Task details: Transcribe every line of the material below exactly, leaving out the pictures.

--- Material supplied ---

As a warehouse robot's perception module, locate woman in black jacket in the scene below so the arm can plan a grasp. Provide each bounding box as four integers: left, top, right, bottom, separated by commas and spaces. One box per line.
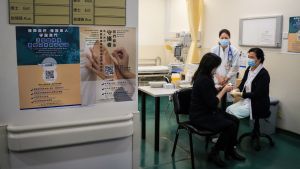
227, 48, 270, 120
190, 53, 245, 168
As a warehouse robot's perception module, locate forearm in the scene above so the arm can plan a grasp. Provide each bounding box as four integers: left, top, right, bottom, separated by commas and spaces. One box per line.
217, 88, 227, 101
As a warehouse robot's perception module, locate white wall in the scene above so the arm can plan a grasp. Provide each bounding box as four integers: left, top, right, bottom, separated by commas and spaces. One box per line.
139, 0, 191, 65
202, 0, 300, 134
138, 0, 166, 63
165, 0, 189, 33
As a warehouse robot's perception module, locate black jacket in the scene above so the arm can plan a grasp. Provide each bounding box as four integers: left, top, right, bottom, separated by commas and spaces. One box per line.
189, 74, 237, 132
189, 74, 219, 120
239, 66, 270, 119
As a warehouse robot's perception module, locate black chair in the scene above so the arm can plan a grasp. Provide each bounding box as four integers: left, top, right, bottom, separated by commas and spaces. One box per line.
238, 100, 278, 151
171, 88, 218, 169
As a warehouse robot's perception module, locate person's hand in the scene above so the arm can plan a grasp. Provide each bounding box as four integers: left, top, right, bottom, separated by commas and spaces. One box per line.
111, 48, 129, 70
217, 83, 233, 101
230, 89, 242, 97
110, 48, 135, 79
216, 74, 226, 85
215, 84, 223, 91
223, 83, 234, 92
85, 40, 113, 79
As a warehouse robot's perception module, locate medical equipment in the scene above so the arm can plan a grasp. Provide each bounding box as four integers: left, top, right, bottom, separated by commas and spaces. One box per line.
138, 65, 170, 86
165, 31, 192, 63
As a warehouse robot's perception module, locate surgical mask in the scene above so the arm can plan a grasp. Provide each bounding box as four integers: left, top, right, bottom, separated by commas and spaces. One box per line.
219, 39, 230, 47
248, 58, 256, 67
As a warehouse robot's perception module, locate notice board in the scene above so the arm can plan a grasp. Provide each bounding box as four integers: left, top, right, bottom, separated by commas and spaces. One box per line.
239, 15, 283, 48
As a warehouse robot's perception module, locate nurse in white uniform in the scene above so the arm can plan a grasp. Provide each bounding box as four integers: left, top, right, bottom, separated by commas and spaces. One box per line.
211, 29, 240, 103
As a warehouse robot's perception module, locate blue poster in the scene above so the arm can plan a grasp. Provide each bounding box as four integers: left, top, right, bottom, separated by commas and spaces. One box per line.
16, 26, 81, 109
288, 16, 300, 52
16, 26, 80, 65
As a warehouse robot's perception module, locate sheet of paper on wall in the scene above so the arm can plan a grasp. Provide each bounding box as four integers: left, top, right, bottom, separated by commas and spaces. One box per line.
288, 16, 300, 53
16, 26, 81, 110
80, 27, 136, 105
239, 51, 248, 69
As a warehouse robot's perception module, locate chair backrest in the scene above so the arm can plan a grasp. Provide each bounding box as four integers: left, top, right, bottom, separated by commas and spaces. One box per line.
172, 88, 192, 123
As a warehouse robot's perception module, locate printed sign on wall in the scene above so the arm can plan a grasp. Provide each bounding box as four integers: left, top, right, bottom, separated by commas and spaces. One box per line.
288, 16, 300, 53
80, 27, 136, 105
16, 26, 81, 109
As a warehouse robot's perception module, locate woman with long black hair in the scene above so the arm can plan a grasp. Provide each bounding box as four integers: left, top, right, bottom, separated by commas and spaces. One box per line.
190, 52, 245, 167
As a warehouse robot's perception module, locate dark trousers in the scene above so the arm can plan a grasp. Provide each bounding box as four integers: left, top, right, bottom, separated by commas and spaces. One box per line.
191, 112, 240, 153
214, 113, 239, 152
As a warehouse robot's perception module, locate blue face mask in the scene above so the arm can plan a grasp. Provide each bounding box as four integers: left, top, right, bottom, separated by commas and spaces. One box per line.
219, 39, 230, 47
248, 58, 256, 67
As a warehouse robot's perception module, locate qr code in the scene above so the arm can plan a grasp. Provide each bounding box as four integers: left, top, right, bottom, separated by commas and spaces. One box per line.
104, 65, 114, 76
45, 70, 54, 80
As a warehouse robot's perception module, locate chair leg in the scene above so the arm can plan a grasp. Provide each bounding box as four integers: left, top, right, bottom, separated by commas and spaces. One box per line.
189, 131, 195, 169
261, 133, 275, 146
253, 136, 261, 151
238, 132, 252, 144
205, 136, 210, 151
171, 127, 180, 156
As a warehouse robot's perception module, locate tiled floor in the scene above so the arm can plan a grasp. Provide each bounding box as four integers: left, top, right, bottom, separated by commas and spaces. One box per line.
138, 95, 300, 169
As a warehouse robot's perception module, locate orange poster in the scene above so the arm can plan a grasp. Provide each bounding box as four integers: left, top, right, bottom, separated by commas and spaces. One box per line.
288, 16, 300, 53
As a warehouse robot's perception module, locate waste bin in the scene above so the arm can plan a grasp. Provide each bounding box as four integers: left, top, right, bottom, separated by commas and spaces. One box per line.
250, 97, 279, 135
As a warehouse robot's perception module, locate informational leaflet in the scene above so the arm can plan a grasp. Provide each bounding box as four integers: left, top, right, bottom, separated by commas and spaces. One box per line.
9, 0, 126, 25
16, 26, 81, 109
80, 27, 136, 105
288, 16, 300, 53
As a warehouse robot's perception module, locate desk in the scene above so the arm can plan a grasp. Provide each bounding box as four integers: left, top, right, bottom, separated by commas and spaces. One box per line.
138, 86, 178, 151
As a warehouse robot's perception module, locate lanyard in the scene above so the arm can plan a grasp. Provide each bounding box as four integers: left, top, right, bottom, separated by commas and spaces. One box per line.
218, 45, 233, 65
228, 47, 233, 62
242, 65, 263, 92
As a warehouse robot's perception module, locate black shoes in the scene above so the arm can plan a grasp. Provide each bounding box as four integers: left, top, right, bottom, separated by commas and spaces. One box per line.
225, 149, 246, 161
208, 151, 227, 168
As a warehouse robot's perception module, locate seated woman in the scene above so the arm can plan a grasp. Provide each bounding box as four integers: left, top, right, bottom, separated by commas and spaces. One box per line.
226, 48, 270, 120
190, 53, 245, 168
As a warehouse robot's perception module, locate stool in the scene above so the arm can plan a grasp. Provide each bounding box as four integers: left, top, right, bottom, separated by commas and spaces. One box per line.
238, 98, 279, 151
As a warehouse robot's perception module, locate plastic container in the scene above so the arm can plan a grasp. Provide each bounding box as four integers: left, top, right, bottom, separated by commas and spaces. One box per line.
171, 73, 181, 87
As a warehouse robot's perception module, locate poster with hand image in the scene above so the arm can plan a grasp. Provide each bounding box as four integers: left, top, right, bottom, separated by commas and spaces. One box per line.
80, 27, 136, 105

---

Result:
As a warehouse robot's perception module, locate woman in black jacket in the scene below so the arm can plan a grasp. Provide each bounding box as four integers: left, top, right, bottom, separated by commas and spaces. One box per line.
227, 48, 270, 120
190, 53, 245, 168
As a warehouse robot's perception module, locate forearm in the scene above so the arm can plan a grasp. Provide each bounding box as four integers: left, top, right, bottom, separated by commas and spaces. One box per line.
217, 88, 227, 101
As a warehouse robot's perception module, locate white wall in the scene above so the arm can plan a grasp. Provide each bounding box as four integers: left, top, right, bottom, separated by commas and spaces. One box per line.
139, 0, 191, 65
202, 0, 300, 134
138, 0, 166, 63
165, 0, 189, 33
As a warehouse robot's perception module, locate black jacket in the scene above so the arm can plan a grasp. Provide each bounding box as four integers: left, top, right, bottom, separated by commas and spaces. One box per line.
189, 74, 237, 132
189, 74, 219, 120
239, 66, 270, 119
As a warehouse robot's perception module, locate black chair in the scene above so the arm can plan a grasp. Provide each bounding box as four integers: left, top, right, bottom, separated by commas and spaces. One box per line.
238, 100, 278, 151
171, 88, 218, 169
As a warehouse robot's perception module, locate person's hand in the scene above so the arm can plan a grasp. Provide each bounding box as four integers: left, top, right, bottom, separated by commas and spaces. One box per line.
111, 48, 129, 70
217, 83, 233, 101
230, 89, 242, 97
110, 48, 135, 79
216, 74, 226, 85
215, 84, 223, 91
223, 83, 234, 92
85, 40, 113, 79
As a warehouse robot's perception module, locate medical equipment in the scene above so the arm can plan a grasp. Provide each bounding box as four integers: left, top, right, bottom, separated by commas and spaces. One box per line.
138, 65, 170, 86
165, 31, 192, 63
As a warehouse robot's perception module, locate surgical mask in the scene above so the arm can plan a grasp. Provide each bounding box as four integers: left, top, right, bottom, separated by commas and spaces. One box per line.
219, 39, 230, 47
248, 58, 256, 67
As a warehouse robot's perception module, locate notice board in the scene above so the arm can plan a grasp. Provide each bounding box as four integers: left, top, right, bottom, separated by commas and spaces. One box per line.
239, 15, 283, 48
As a warehouse robot's perception module, locate nurse in white uniform in the scene above so the arm can plan a grasp. Provide each bounding box as four integers: left, top, right, bottom, separated by commas and spaces. One box per line.
211, 29, 240, 103
As a warehouse robot's perception module, locate blue poster in the scene above so the arm can plan a grasp. Provide each bounding box as four integers: left, top, right, bottom, separated by commas and spaces. One box per line.
16, 26, 81, 109
288, 16, 300, 52
16, 26, 80, 65
As a warehouse robot's perception module, locate sheet of paper on wall in the scene above so the arm can plan a grasp. Provide each bounding box as four integers: left, top, right, bottom, separated by commas and spaces. One box per line.
288, 16, 300, 53
16, 26, 81, 110
80, 27, 136, 105
239, 51, 248, 69
As a warehouse robot's perception module, locate chair backrest in the scene above so the arm can plan a grasp. Provide each bounding box as four integers: left, top, right, bottom, separated by commas and spaces. One box per line.
172, 88, 192, 123
As a warehouse robot's perception module, locate printed sign on wall in the scene above so the arm can plan a grasp. Provide each bounding box as four integers: left, top, right, bottom, separated by commas and spaces. One box per line.
288, 16, 300, 53
80, 27, 136, 105
16, 26, 81, 109
As a warehouse robot's perception module, locate woman with long black hair in the scene above so the arm can plan a grasp. Provide each bounding box as four integers: left, top, right, bottom, separated by commas and spaces. One box per line.
190, 52, 245, 167
As a warehouse robot's perception module, locate dark trousers in the scene above so the arm can plan a grasp. Provide each bounding box as four integers: left, top, right, bottom, separated by commas and spaces. One box per line.
191, 112, 240, 153
214, 113, 239, 152
As a warehouse robot's perception module, locate blue face mask in the scene above so the arm can plan a grasp. Provide each bounding box as four integers: left, top, right, bottom, separated by commas and spaces. One box per line.
219, 39, 230, 47
248, 58, 256, 67
As a warehouse robot's perception module, locate qr code in the scene above so the arm can plan a grasp. Provide each bounding box as four integers: left, top, right, bottom, separated by commas and spaces. One box per line.
104, 65, 114, 76
45, 70, 54, 80
As a warehouse robot's perception module, locate chair leg in the scene above so the arm can plan a grasp. Provide each bounding box as four integers: left, top, right, bottom, separated by commas and spaces. One box per line.
189, 131, 195, 169
261, 133, 275, 146
253, 136, 261, 151
238, 132, 252, 144
205, 136, 210, 151
171, 127, 180, 156
As a warehouse robot's perception module, locate tiled floor in the scene above so the arm can plan a grasp. Provide each bounding box as four integers: left, top, right, bottom, separated by commas and spaces. One box per line.
138, 95, 300, 169
As a warehouse robot's perception module, locate orange poster in the scene above so the arm can plan a grasp. Provide each bounding box as four integers: left, top, right, bottom, separated by commas and spaces. One box per line.
288, 16, 300, 53
As a warehouse robot's perception module, locate waste bin in the scene above so the arm can plan a grasp. Provide each bounding box as four integers: left, top, right, bottom, separated by commas and spaces. One box per line.
250, 97, 279, 135
As a warehouse robot's perception module, locate informational leaflet in the scene above so the arm can plan a grasp. Provide each bounding box as four integers: left, top, right, bottom, separated by commas and spaces. One box per line.
9, 0, 126, 25
16, 26, 81, 109
80, 27, 136, 105
288, 16, 300, 53
As a warehouse robot's perception module, locate desk in the scene above so the arm can plan a grasp. Provide each bounding box as four integers: left, top, right, bottom, separated by commas and spaces. One box per line.
138, 86, 178, 151
As a warehouse robot's perception module, locate lanyard in the scene above so the arm can plan a grasp. Provide each bounding box as four integers: left, top, right, bottom, separated by commas and spaces. One box per line.
218, 45, 233, 65
228, 47, 233, 62
242, 65, 263, 92
As a warehouse robot's perception module, locate black shoes in the scene above so the arm can plan a grasp. Provide each bounding box as four integers: left, top, right, bottom, separated by commas and spaces. One box per line.
225, 149, 246, 161
208, 151, 227, 168
As a warehouse robot's perception module, locate seated woman in the scene above so the arm can plan a grasp. Provide each bounding box as four integers: left, top, right, bottom, separated by commas and spaces. One box per line.
226, 48, 270, 120
190, 53, 245, 168
As a warehouse robot's perception module, locate stool in the scene above so the arm can plan a grasp. Provide each bounding box as four integers: left, top, right, bottom, separated by commas and spaces. One box per line.
238, 98, 279, 151
As a warehouse robot's perception module, locate plastic container in the scene above so the arm can plan a grasp. Provide each bounding box as four integers: left, top, right, bottom, separated by commas and spaces. One box per line.
171, 73, 181, 87
As a warehouse robot's perception module, locate poster with hand image in the scene above so the arm can plan a grasp. Provide each bounding box as four integers: left, top, right, bottom, separated by commas and spaces. One box per line.
80, 27, 136, 105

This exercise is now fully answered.